In the listing below, arrange the lines as a numbered list, starting at the line that contains "the black trousers" and ending at the line that contains "point(270, 98)", with both included and any blank lines left out.

** Data section **
* * * * * * *
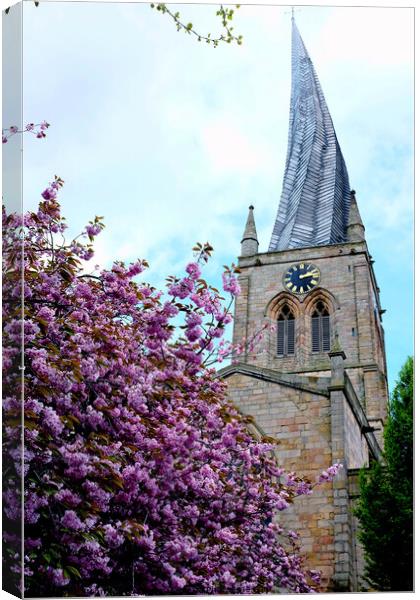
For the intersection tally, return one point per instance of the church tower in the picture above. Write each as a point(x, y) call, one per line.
point(317, 381)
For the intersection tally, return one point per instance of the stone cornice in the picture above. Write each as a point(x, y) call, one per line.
point(294, 381)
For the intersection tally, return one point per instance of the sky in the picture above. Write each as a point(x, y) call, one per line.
point(171, 140)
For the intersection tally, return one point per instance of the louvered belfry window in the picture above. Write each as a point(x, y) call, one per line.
point(320, 328)
point(286, 332)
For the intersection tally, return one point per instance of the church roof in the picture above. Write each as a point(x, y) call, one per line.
point(315, 200)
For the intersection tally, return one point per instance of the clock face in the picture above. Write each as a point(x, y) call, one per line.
point(302, 278)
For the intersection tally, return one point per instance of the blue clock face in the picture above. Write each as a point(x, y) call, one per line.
point(301, 278)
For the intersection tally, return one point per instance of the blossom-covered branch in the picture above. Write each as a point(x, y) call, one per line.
point(226, 16)
point(37, 129)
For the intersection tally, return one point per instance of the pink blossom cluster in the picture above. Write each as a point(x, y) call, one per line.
point(37, 129)
point(140, 476)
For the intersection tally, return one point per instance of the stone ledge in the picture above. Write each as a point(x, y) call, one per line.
point(271, 376)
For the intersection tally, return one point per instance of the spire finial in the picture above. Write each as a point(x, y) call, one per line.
point(249, 243)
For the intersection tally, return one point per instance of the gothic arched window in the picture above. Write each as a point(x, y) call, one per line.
point(320, 328)
point(285, 332)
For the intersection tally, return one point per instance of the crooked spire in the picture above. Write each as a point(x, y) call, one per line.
point(315, 200)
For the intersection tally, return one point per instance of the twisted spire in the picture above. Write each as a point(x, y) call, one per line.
point(315, 200)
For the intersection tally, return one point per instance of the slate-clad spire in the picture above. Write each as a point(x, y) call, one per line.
point(315, 200)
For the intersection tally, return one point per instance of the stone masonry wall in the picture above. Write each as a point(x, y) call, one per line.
point(300, 421)
point(348, 287)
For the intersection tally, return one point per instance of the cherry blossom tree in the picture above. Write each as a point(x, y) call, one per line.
point(140, 475)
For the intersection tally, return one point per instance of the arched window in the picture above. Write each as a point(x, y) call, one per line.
point(320, 328)
point(285, 332)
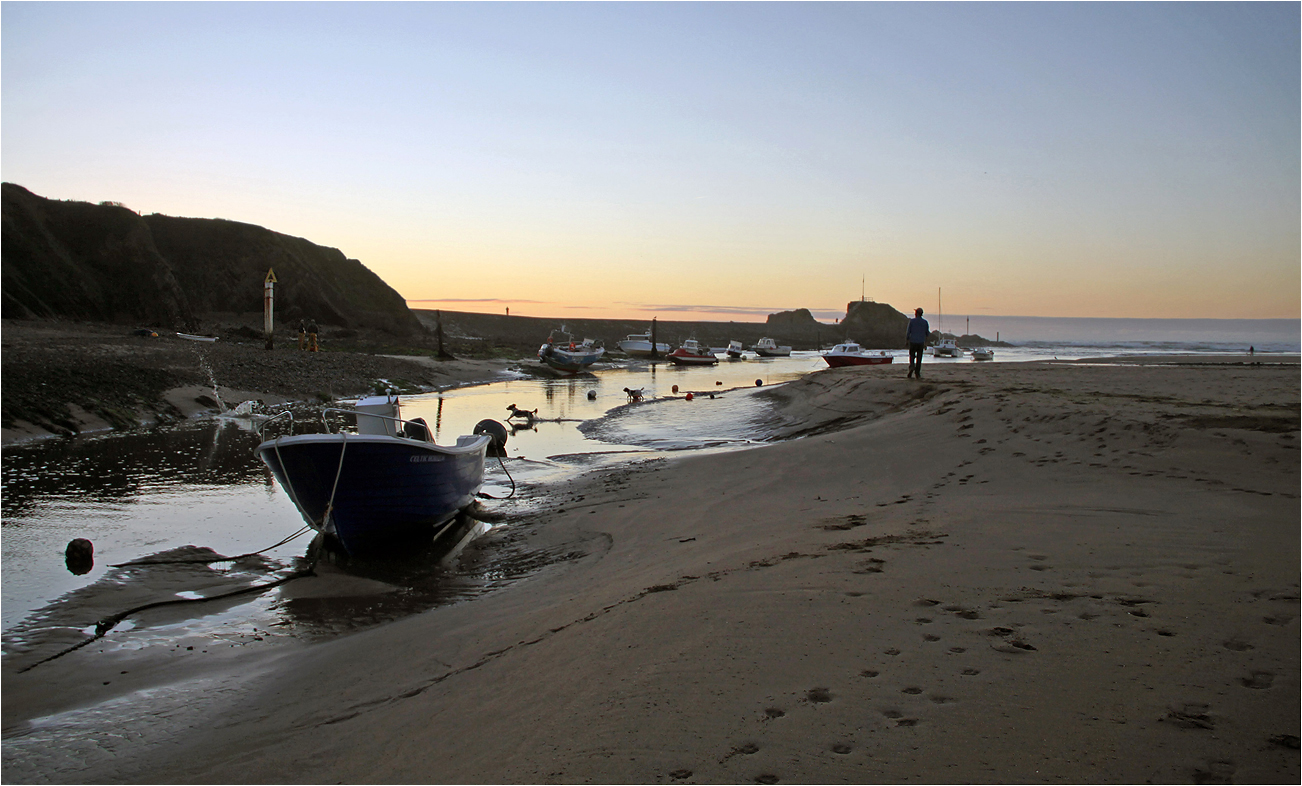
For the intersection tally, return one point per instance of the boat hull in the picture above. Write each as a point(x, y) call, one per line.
point(642, 349)
point(569, 361)
point(839, 361)
point(681, 358)
point(389, 491)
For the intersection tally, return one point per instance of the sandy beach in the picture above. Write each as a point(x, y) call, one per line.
point(1001, 573)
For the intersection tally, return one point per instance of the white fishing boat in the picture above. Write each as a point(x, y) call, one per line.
point(767, 348)
point(638, 345)
point(853, 354)
point(567, 355)
point(693, 353)
point(945, 348)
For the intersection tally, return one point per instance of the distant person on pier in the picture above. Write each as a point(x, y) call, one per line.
point(917, 338)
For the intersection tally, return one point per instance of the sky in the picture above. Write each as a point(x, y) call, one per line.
point(698, 160)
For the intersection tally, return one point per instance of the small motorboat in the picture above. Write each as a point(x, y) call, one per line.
point(693, 353)
point(380, 487)
point(564, 354)
point(767, 348)
point(852, 354)
point(638, 345)
point(945, 348)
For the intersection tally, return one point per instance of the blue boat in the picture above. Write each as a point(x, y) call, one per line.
point(383, 487)
point(567, 355)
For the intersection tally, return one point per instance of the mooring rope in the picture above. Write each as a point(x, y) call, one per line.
point(110, 622)
point(211, 560)
point(486, 496)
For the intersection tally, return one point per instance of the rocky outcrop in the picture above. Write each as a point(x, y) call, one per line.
point(103, 262)
point(875, 324)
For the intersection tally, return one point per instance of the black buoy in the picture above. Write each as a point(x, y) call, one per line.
point(496, 432)
point(80, 556)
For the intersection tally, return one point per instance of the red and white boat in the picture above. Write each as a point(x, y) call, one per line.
point(852, 354)
point(693, 353)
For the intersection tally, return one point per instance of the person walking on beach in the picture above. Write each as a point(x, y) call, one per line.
point(917, 338)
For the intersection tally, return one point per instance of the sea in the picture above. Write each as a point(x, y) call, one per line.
point(199, 484)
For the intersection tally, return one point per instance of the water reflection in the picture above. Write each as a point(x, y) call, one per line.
point(115, 467)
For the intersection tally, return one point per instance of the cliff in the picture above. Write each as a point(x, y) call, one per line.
point(103, 262)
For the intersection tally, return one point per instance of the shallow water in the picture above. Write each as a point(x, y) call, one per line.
point(150, 492)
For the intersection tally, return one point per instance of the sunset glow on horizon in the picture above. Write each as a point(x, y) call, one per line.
point(699, 160)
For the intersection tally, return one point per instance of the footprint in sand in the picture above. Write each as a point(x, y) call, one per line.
point(1219, 771)
point(1190, 716)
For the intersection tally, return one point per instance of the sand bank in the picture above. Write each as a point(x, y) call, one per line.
point(1003, 573)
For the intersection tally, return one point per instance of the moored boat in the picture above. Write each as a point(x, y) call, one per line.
point(638, 345)
point(767, 348)
point(384, 486)
point(693, 353)
point(564, 354)
point(852, 354)
point(947, 348)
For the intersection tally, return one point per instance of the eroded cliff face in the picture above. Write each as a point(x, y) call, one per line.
point(103, 262)
point(81, 260)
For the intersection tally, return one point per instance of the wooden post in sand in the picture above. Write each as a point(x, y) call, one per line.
point(268, 307)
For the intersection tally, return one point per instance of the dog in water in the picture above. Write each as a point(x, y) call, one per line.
point(518, 413)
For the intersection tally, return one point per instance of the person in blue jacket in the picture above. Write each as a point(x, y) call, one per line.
point(918, 333)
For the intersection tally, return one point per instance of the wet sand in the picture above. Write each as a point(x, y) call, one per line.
point(1001, 573)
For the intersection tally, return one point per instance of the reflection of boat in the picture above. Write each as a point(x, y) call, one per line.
point(945, 348)
point(638, 345)
point(386, 484)
point(852, 354)
point(767, 348)
point(564, 354)
point(692, 353)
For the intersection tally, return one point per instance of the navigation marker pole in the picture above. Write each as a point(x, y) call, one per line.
point(268, 307)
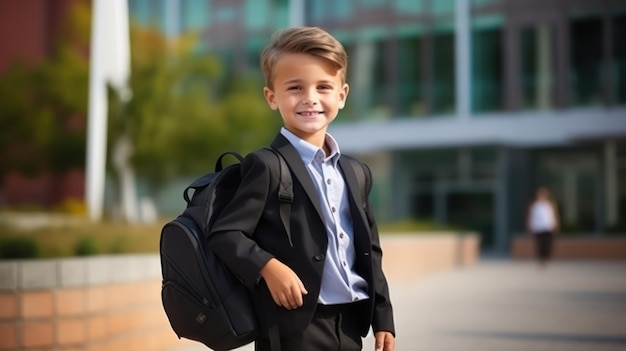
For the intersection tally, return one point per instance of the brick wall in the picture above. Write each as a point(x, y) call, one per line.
point(108, 303)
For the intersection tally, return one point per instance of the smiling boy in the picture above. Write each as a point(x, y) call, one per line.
point(324, 284)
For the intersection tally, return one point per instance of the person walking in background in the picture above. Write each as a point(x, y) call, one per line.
point(324, 284)
point(543, 224)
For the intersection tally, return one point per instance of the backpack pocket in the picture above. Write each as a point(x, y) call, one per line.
point(192, 317)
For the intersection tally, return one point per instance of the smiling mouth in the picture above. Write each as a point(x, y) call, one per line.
point(309, 113)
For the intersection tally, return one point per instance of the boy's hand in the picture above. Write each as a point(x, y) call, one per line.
point(284, 285)
point(384, 341)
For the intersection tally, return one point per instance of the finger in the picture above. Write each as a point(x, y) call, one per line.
point(303, 290)
point(378, 344)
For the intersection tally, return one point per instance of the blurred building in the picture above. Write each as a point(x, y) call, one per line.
point(461, 107)
point(29, 31)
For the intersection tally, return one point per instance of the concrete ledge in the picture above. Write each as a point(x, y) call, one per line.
point(113, 302)
point(574, 247)
point(78, 271)
point(408, 256)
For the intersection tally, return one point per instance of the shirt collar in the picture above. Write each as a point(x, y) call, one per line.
point(308, 151)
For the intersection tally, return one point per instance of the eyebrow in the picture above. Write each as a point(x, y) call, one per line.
point(294, 81)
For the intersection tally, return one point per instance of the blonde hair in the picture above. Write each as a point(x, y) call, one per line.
point(303, 40)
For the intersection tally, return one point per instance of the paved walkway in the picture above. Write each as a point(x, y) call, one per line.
point(503, 305)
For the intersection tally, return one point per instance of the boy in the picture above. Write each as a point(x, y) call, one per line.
point(323, 285)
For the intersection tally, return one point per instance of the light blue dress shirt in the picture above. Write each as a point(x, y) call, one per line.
point(340, 282)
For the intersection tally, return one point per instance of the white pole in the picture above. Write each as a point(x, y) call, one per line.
point(463, 59)
point(110, 61)
point(97, 123)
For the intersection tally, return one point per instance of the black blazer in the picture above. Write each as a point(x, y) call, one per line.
point(249, 232)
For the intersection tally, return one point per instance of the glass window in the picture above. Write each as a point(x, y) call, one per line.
point(410, 97)
point(409, 6)
point(586, 61)
point(257, 13)
point(618, 74)
point(443, 6)
point(537, 67)
point(487, 80)
point(443, 84)
point(194, 14)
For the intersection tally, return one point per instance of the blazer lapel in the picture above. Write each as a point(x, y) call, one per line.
point(293, 159)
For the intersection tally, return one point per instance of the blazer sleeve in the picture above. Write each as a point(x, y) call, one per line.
point(382, 319)
point(232, 235)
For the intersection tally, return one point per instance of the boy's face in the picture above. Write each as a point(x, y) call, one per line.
point(308, 92)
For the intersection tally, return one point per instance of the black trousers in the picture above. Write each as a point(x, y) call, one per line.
point(333, 328)
point(543, 245)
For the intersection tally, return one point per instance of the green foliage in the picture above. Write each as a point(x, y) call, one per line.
point(86, 246)
point(15, 247)
point(183, 113)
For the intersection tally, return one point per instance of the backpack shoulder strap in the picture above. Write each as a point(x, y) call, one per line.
point(363, 176)
point(285, 187)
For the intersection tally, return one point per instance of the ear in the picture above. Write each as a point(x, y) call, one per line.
point(343, 95)
point(270, 98)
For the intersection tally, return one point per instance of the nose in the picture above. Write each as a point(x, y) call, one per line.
point(310, 98)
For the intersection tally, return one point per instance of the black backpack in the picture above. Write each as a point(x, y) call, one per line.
point(203, 300)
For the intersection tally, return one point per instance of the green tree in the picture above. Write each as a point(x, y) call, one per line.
point(183, 114)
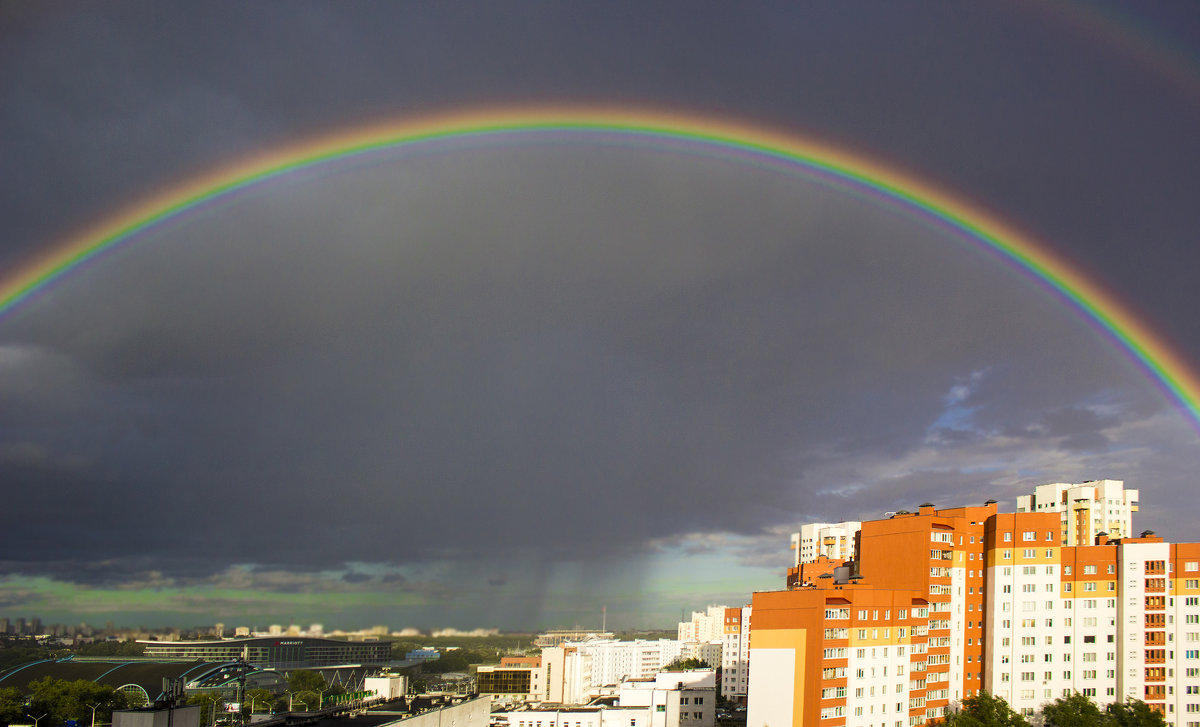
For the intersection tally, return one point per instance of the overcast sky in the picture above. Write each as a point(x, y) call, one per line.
point(504, 384)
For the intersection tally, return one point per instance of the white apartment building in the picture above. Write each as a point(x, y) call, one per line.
point(705, 625)
point(667, 700)
point(1086, 509)
point(736, 655)
point(675, 698)
point(832, 540)
point(615, 661)
point(970, 599)
point(1111, 622)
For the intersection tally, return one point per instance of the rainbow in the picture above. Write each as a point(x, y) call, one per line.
point(708, 136)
* * * * * * *
** Correct answer **
1. For the intersection tally, return one point per instance of the black trousers in the picture above. Write each as a point(x, y) call, one per line.
2. point(333, 328)
3. point(543, 245)
4. For the intersection tally, return one point per instance of the green foliage in the picture above. Write each as a point(x, y) call, one per line.
5. point(86, 246)
6. point(15, 247)
7. point(183, 113)
8. For the intersection tally, return one point per instance of the backpack shoulder strap in the picture above. Write each as a point(x, y) call, one per line.
9. point(363, 176)
10. point(285, 187)
11. For the intersection tally, return one point per instance of the ear in the picture above. Write each as a point(x, y) call, one per line.
12. point(343, 95)
13. point(270, 98)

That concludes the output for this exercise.